[Task data]:
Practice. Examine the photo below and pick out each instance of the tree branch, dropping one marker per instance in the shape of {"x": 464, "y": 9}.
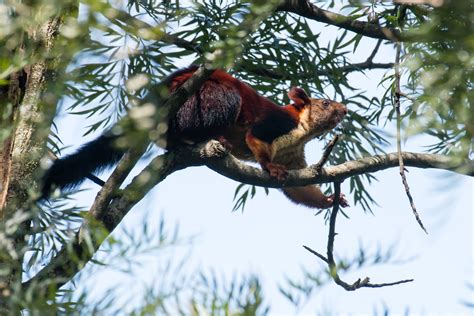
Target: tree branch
{"x": 80, "y": 250}
{"x": 330, "y": 252}
{"x": 311, "y": 11}
{"x": 212, "y": 154}
{"x": 396, "y": 105}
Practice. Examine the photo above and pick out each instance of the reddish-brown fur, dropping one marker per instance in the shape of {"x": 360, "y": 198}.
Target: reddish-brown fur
{"x": 256, "y": 128}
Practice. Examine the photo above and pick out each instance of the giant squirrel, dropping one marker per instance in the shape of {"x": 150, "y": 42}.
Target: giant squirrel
{"x": 253, "y": 127}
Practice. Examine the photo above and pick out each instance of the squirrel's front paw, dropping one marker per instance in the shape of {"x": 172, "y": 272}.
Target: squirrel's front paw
{"x": 277, "y": 171}
{"x": 342, "y": 200}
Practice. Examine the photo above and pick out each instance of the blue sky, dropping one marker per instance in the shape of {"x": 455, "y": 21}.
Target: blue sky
{"x": 267, "y": 238}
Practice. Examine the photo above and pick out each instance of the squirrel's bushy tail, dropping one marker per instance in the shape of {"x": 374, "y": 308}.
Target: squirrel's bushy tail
{"x": 70, "y": 171}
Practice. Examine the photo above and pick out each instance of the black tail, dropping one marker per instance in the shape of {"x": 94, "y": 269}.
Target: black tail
{"x": 70, "y": 171}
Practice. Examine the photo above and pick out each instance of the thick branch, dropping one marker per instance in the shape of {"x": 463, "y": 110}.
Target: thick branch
{"x": 311, "y": 11}
{"x": 232, "y": 168}
{"x": 214, "y": 155}
{"x": 73, "y": 256}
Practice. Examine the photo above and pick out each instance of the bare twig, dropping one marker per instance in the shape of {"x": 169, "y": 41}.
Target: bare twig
{"x": 399, "y": 146}
{"x": 311, "y": 11}
{"x": 374, "y": 52}
{"x": 327, "y": 152}
{"x": 330, "y": 253}
{"x": 317, "y": 254}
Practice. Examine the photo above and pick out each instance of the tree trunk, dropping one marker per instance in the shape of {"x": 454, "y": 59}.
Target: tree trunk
{"x": 26, "y": 125}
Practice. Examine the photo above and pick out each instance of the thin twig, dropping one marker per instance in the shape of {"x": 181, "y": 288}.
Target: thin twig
{"x": 399, "y": 146}
{"x": 327, "y": 152}
{"x": 317, "y": 254}
{"x": 330, "y": 253}
{"x": 374, "y": 52}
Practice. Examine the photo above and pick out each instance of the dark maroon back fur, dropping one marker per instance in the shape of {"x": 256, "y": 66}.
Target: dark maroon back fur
{"x": 206, "y": 114}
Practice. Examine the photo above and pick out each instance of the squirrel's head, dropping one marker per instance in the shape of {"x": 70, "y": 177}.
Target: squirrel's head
{"x": 317, "y": 115}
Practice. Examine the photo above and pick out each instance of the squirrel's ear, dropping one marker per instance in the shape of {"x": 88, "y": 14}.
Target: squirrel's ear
{"x": 299, "y": 96}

[What is expected]:
Every line of the data should be copied as it stands, without the images.

[Exercise answer]:
Practice. Examine the photo below and pick out each instance of the tree branch, dropping one marker per instance in the shape of {"x": 464, "y": 9}.
Target: tree branch
{"x": 80, "y": 250}
{"x": 330, "y": 252}
{"x": 311, "y": 11}
{"x": 212, "y": 154}
{"x": 396, "y": 105}
Practice. Examine the photo above and pick out each instance of the reddish-brown fur, dropping one marker per instance in the shape of {"x": 360, "y": 198}.
Target: reddish-brown fur
{"x": 256, "y": 128}
Practice. Examine the photo above and pick out each instance of the giant squirrel, dropping one marker per instance in the shape of {"x": 150, "y": 42}.
Target: giant squirrel
{"x": 253, "y": 127}
Practice. Examine the photo above and pick out each instance of the squirrel's front paw, dropping one marker per instance in the shape of {"x": 172, "y": 272}.
Target: squirrel's front paw
{"x": 277, "y": 171}
{"x": 342, "y": 200}
Practice. Examine the photo above and pick out each instance of the blue sky, dropping one marker per instance in the shape of {"x": 455, "y": 21}.
Target: blue sky
{"x": 267, "y": 238}
Practice. Examine the photo above and pick out each instance of the squirrel's bushy tail, dropping one marker per instance in the shape of {"x": 374, "y": 308}.
Target: squirrel's bushy tail
{"x": 70, "y": 171}
Practice. Examine the photo above and pick out each instance of the black tail, dropping one marker per instance in the shape of {"x": 94, "y": 269}.
Target: black tail
{"x": 70, "y": 171}
Practice. Examine the photo above and pick out each instance of the thick branch, dropping one marker per instance in the shape of {"x": 463, "y": 110}.
Target: thick branch
{"x": 311, "y": 11}
{"x": 232, "y": 168}
{"x": 214, "y": 155}
{"x": 73, "y": 256}
Practice. Examine the photo above and pick out each instance of the bare twig, dropping one marker per instance in the shape of {"x": 169, "y": 41}.
Target: bare twig
{"x": 399, "y": 146}
{"x": 311, "y": 11}
{"x": 374, "y": 52}
{"x": 327, "y": 152}
{"x": 330, "y": 253}
{"x": 317, "y": 254}
Practice. Examine the photo above and pick out each instance of the tree trunk, dropping one marker per instance in the shape of {"x": 454, "y": 59}.
Target: tree trunk
{"x": 26, "y": 125}
Practice. Examine the photo above and pick out each instance of the thin twig, dropping one marker per instance in the shape of {"x": 181, "y": 288}.
Target: thin twig
{"x": 399, "y": 146}
{"x": 327, "y": 152}
{"x": 317, "y": 254}
{"x": 330, "y": 253}
{"x": 374, "y": 52}
Practice. Examine the photo above and pick out each instance of the dark maroon back fur, dropping one marker per instance in the shape of {"x": 256, "y": 66}.
Target: dark maroon back fur
{"x": 206, "y": 114}
Practice. Examine the photo above and pick out each instance of the squirrel's head, dropping one marker per instance in the shape of {"x": 70, "y": 177}.
Target: squirrel's head
{"x": 317, "y": 115}
Practice. Examine the photo above and pick out each instance of the squirrel's ear, dropping one marker per instance in the shape of {"x": 88, "y": 14}.
Target: squirrel's ear
{"x": 299, "y": 96}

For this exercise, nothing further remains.